Instructions to follow: Exactly the lines from the one containing "Record the location of each instance of the balcony with" through the end of the data below are to be reproduced, and nothing besides them.

Record excerpts:
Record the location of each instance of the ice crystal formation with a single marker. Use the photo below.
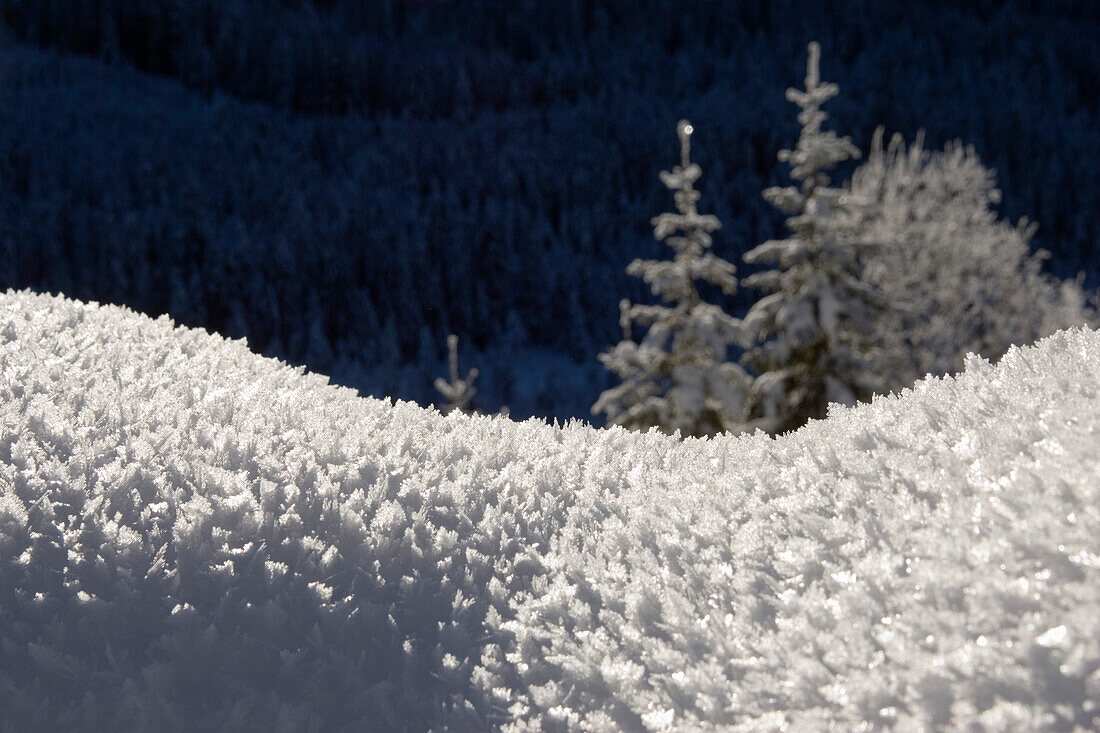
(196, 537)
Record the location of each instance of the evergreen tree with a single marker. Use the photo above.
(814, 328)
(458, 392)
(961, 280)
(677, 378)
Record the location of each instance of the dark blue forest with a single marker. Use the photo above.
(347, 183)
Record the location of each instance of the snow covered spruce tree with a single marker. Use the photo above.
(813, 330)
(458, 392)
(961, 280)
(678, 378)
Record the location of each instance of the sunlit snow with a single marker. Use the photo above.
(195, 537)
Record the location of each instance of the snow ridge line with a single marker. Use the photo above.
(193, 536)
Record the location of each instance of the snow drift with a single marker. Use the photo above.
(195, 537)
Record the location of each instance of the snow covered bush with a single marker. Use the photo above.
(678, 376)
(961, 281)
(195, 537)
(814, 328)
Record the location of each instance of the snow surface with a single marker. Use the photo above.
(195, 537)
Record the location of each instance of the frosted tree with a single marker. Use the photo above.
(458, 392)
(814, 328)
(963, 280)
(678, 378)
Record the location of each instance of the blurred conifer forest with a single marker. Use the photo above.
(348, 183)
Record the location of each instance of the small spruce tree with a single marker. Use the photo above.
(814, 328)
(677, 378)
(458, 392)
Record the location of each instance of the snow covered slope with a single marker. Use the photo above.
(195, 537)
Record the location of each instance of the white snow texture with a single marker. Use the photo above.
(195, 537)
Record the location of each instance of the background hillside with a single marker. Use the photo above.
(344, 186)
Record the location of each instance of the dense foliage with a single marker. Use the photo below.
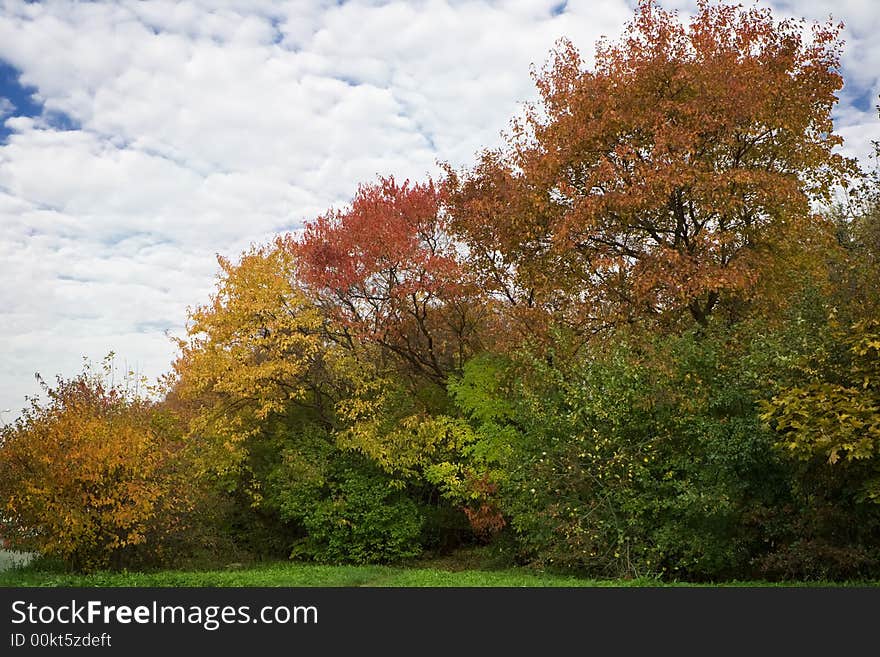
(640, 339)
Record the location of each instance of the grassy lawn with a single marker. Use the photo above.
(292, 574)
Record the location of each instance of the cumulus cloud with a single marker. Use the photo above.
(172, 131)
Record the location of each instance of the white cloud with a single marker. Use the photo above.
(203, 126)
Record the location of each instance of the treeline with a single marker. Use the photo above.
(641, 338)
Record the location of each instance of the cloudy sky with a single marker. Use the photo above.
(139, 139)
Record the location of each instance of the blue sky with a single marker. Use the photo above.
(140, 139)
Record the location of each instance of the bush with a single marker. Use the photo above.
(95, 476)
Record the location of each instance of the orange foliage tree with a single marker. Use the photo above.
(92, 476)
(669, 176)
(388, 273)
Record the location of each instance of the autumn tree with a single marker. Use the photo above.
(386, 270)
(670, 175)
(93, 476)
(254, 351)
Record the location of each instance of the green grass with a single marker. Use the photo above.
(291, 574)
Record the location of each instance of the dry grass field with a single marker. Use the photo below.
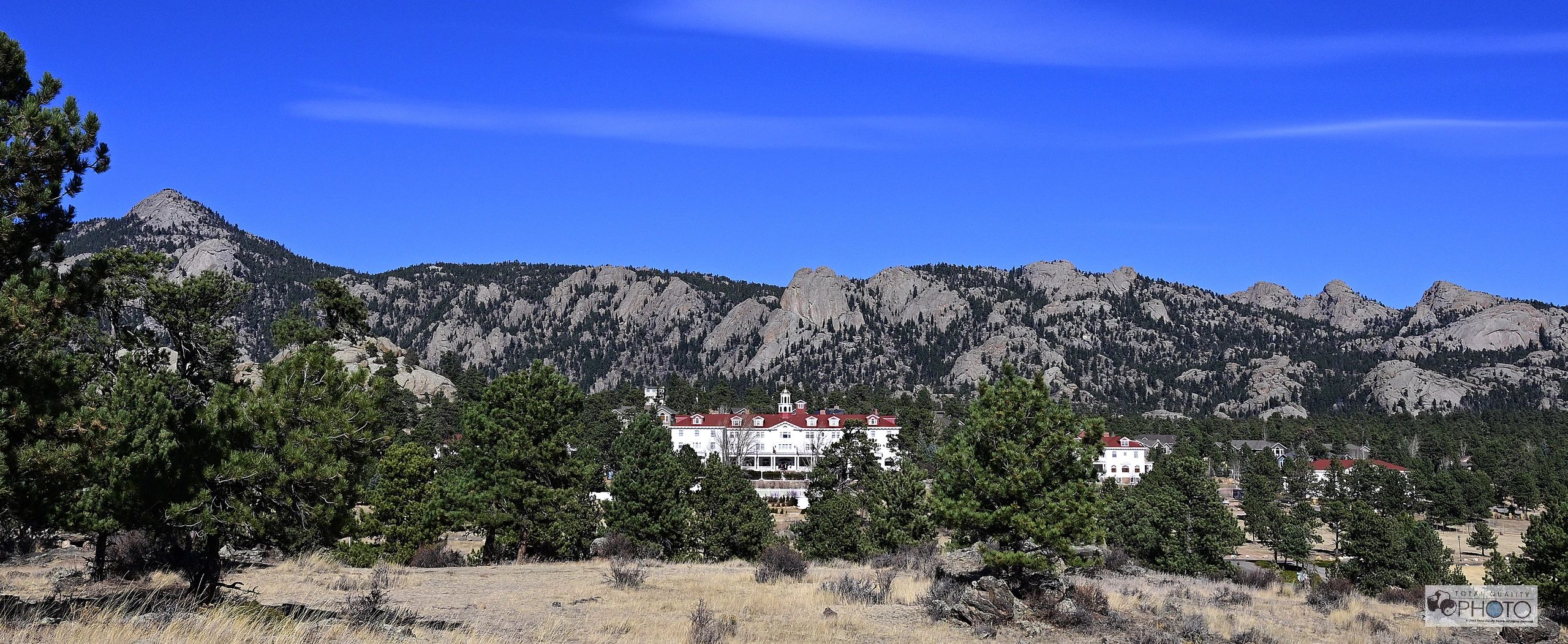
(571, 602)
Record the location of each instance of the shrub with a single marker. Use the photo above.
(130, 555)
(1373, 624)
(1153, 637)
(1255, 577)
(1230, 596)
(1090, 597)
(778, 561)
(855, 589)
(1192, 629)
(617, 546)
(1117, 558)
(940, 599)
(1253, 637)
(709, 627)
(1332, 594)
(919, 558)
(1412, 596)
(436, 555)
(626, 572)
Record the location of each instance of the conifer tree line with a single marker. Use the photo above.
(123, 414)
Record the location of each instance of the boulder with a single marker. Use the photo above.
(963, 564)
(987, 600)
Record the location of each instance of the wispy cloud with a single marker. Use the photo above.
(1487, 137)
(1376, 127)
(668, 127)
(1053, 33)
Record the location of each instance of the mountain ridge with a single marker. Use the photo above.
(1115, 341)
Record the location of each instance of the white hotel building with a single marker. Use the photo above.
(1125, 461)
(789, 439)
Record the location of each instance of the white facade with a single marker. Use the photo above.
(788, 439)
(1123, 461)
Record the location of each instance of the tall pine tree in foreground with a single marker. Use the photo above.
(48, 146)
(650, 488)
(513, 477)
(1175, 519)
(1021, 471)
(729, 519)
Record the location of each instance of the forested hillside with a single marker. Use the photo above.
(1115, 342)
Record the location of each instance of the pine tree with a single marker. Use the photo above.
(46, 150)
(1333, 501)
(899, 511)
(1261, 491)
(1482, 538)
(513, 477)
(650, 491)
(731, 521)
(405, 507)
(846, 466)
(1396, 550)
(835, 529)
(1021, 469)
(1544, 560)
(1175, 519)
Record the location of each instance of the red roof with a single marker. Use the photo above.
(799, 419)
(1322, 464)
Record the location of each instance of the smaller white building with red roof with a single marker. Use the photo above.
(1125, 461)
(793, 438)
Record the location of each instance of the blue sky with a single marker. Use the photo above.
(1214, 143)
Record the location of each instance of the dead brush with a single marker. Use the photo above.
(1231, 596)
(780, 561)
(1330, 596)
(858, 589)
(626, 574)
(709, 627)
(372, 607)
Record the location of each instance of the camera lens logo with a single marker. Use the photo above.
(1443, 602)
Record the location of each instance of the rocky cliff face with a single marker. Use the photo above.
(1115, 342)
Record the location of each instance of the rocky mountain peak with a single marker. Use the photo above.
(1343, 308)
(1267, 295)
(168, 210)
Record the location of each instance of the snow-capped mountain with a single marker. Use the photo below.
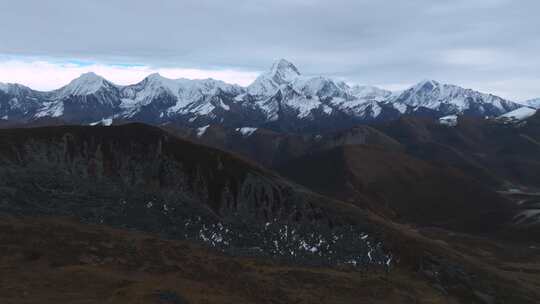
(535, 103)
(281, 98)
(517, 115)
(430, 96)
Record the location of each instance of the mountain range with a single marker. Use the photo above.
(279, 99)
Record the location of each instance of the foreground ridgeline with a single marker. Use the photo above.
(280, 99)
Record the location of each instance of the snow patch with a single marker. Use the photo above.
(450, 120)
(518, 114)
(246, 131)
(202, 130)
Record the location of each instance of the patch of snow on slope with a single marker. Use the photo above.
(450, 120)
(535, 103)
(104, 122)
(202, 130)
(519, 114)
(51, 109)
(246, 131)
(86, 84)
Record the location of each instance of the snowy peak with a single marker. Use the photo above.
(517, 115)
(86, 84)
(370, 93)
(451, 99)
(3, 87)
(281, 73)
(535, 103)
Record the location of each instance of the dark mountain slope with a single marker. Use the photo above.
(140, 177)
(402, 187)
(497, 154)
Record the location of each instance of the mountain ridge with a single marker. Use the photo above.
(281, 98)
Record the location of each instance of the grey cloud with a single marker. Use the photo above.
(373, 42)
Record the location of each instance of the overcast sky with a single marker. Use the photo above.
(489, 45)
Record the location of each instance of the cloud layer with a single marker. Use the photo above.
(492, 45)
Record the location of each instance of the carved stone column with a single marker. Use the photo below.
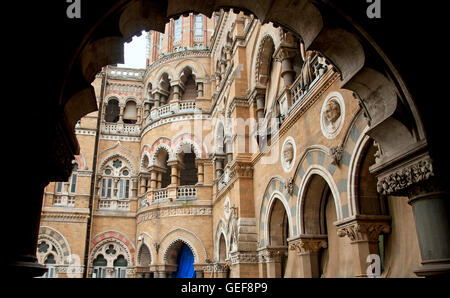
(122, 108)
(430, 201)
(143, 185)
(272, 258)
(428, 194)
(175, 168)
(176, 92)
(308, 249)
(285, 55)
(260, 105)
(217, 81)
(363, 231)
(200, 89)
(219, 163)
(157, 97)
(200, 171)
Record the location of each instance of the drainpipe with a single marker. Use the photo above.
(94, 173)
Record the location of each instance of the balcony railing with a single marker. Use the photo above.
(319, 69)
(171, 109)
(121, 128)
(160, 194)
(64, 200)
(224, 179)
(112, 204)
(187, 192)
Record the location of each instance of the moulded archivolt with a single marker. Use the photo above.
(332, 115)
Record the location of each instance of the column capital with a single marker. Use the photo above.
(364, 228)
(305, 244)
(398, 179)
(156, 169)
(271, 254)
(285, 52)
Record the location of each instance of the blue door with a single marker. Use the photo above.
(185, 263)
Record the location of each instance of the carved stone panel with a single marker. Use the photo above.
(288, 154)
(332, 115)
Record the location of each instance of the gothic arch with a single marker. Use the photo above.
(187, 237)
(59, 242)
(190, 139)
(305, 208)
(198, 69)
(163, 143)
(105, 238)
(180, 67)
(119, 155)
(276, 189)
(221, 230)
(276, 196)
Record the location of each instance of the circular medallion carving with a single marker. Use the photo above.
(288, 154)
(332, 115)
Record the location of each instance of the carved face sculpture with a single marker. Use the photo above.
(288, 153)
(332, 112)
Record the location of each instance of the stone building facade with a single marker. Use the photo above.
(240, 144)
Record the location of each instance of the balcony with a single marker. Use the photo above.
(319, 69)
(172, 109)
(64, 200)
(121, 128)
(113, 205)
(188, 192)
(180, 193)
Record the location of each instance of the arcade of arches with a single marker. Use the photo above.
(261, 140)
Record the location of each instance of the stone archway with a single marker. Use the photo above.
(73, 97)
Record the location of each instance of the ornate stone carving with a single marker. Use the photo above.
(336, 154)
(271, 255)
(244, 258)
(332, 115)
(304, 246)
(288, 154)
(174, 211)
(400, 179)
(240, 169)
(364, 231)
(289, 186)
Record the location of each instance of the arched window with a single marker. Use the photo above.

Exercise result:
Record the location of each instance of the balcony with a single marker. Use the photo above.
(319, 69)
(172, 109)
(64, 200)
(121, 128)
(113, 205)
(188, 192)
(180, 193)
Record the location of each instance of the arcade of arches with a single marker. Use the photo above.
(261, 140)
Record the location of each instance of the stone archway with a single marker. Use the photo above.
(73, 97)
Record the location of each instance of the ornate stone carving with a single marker. Use the photo above.
(336, 154)
(271, 255)
(244, 258)
(332, 115)
(304, 246)
(288, 154)
(174, 211)
(400, 179)
(240, 169)
(364, 231)
(289, 186)
Record the location of each instance of the arched window with a single marker. Use the photo above.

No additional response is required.